DATASET:
##########

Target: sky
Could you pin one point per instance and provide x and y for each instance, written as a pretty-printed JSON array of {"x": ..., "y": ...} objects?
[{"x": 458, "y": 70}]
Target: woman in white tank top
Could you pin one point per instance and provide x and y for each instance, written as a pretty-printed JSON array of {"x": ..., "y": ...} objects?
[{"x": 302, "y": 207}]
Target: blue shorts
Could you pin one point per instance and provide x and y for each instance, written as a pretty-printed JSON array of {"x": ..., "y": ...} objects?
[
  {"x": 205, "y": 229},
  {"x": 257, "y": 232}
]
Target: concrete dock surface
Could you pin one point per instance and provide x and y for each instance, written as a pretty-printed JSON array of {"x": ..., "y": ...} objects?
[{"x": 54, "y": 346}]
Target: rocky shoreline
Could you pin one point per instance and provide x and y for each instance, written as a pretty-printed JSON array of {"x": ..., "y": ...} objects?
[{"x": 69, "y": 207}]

##########

DIRECTIONS FOR THIS TASK: Please render the lines above as a JSON list of strings, one string per line with blank lines omitted, beginning at the line that contains "Target: rocky shoreline" and stopping after the last line.

ANSWER BELOW:
[
  "Target: rocky shoreline",
  "Could you pin one point per instance and provide x and y for each instance, written as a pretty-printed JSON array of {\"x\": ..., \"y\": ...} objects?",
  "[{\"x\": 69, \"y\": 207}]"
]